Extrait cité -
● ● ● ● ●

Effectivement. Nous avions une ligne de production consacrée à ce produit, nous allons en ouvrir une autre, avec d’autres composants pour augmenter fortement les capacités. Le bilan est très positif. Nous allons dès que possible implanter cette innovation sur d’autres cadrans. Le module solaire implique d’être exposé à la lumière, car comme pour toute batterie, une décharge complète peut entraîner une altération de l’autonomie. Il faut donc que nous mettions plus en avant les points d’utilisation optimale de cette innovation. Les clients jeunes ont notamment été séduits par cette innovation solaire.
À quelles fins utilisez-vous l’Intelligence artificielle (AI) au sein de vos systèmes?

● ● ● ● ●

Jeu de données -
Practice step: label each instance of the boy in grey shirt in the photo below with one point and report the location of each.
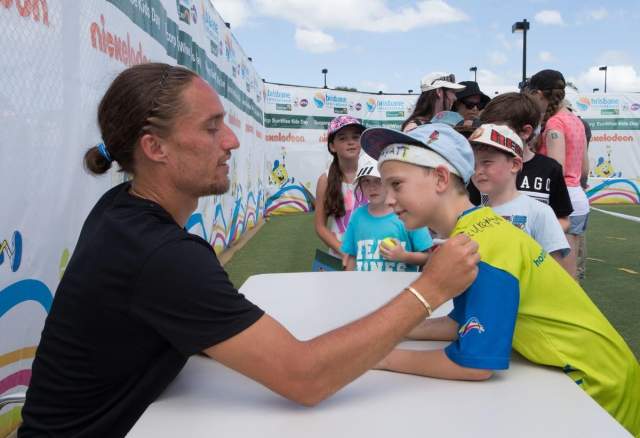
(498, 153)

● ● ● ● ●

Tâches et exercices -
1 – D'après l'extrait sur le module solaire, pourquoi ce module doit-il être exposé à la lumière ? Répondez en une à trois phrases.
2 – Rédigez la suite de l'extrait sur le module solaire, à partir de la question sur l'intelligence artificielle.

Exercices corrigés -
1 – Le module solaire doit être exposé à la lumière parce que, comme pour toute batterie, une décharge complète peut entraîner une altération de l'autonomie.

2 –
Ils portent sur la planification de la demande, en comprenant les signes précurseurs où accélérer les productions et sur l’authentification des produits, pour la contrefaçon et le suivi du marché secondaire. L’AI nous donne également une bonne vue du service après-vente et des données des clients, en observant les mots clés les plus utilisés et donc les sujets de préoccupation. Cela demande une veille visuelle et de l’analyse. Mais nous ne l’utilisons pas pour prédire une envie. Elle est surtout utile pour comprendre ce qu’il faut améliorer.
Quels efforts accordez-vous à l’amélioration des sites de production, sur le plan de la durabilité?
Le site de Fribourg est en certification Leed argent, tous les autres sont en Leed gold, et celui des métiers d’art est en Platinum. Le Leed gold signifie ne pas émettre de pollution atmosphérique. Tous les sites et boutiques ont des certifications très élevées, toutes alimentées en énergies vertes.
Quelle est votre politique en matière d’achat carbone?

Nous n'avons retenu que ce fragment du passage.